● EXERCISE BRIEF: Collect every line of the material below that contains the word "plant", and copy each of those lines in full.

● PROVIDED DATA:

□ □ □ □ □ □ □

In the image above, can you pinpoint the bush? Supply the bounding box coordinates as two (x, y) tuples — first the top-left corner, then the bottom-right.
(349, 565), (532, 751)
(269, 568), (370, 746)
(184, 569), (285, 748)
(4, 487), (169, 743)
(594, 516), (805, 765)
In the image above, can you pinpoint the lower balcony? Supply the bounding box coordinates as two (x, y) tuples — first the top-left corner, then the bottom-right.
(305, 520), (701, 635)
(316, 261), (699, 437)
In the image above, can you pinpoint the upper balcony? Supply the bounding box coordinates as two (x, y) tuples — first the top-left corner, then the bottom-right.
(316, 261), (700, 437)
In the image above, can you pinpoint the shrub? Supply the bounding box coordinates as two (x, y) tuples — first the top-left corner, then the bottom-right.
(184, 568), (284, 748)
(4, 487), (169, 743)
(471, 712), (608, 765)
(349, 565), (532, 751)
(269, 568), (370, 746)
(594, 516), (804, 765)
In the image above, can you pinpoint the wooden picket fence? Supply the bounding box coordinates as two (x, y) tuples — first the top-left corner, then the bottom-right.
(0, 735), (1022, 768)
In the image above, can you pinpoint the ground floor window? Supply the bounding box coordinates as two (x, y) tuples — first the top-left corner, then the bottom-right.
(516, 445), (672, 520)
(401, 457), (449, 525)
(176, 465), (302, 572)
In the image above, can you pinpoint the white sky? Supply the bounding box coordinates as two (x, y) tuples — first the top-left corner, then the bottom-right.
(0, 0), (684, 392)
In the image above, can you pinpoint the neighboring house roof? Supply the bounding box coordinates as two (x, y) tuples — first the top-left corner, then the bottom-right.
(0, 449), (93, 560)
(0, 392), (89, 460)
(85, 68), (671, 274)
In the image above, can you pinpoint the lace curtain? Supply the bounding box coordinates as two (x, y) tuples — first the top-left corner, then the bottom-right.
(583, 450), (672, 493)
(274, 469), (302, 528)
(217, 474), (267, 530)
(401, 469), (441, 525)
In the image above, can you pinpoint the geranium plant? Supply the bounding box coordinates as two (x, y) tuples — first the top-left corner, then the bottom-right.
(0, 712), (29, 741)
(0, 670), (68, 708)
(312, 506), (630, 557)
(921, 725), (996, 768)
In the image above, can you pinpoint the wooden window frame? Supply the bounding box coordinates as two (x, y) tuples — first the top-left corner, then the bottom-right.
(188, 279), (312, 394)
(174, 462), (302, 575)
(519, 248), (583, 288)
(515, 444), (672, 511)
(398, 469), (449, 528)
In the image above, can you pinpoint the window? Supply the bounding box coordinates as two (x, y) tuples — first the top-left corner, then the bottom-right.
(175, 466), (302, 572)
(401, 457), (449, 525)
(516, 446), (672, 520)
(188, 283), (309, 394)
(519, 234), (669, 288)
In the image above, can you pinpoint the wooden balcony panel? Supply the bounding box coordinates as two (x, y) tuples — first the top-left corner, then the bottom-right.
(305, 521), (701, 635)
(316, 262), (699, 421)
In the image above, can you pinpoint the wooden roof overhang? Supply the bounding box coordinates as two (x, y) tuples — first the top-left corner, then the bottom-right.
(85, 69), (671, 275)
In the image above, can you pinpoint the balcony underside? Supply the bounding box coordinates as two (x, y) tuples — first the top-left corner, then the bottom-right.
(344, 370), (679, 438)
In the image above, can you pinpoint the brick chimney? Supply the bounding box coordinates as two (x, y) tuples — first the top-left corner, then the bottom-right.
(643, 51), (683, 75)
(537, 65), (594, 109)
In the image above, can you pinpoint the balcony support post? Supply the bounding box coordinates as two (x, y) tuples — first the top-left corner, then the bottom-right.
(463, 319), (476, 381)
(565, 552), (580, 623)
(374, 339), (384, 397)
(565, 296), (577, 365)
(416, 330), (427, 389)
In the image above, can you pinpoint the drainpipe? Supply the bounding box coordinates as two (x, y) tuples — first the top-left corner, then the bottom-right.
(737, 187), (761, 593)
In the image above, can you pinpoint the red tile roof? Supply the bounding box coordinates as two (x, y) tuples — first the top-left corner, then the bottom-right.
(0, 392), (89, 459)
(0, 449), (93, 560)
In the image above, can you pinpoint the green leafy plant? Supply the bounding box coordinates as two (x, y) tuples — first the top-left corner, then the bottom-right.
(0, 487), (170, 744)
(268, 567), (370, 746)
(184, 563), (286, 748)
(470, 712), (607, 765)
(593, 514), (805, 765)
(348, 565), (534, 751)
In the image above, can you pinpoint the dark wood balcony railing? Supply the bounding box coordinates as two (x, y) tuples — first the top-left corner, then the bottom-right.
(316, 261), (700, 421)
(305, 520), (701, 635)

□ □ □ □ □ □ □

● TASK RESPONSE:
In the image above, can you pinpoint the geranium plant? Supply the bounding box coordinates as two (x, y) tuples — first the top-left corner, then the bottom-right.
In the image above, can you pinpoint the green leafy plant? Supply the bounding box coordinates as two (x, y) tuples — first the top-left corner, then the bottom-right.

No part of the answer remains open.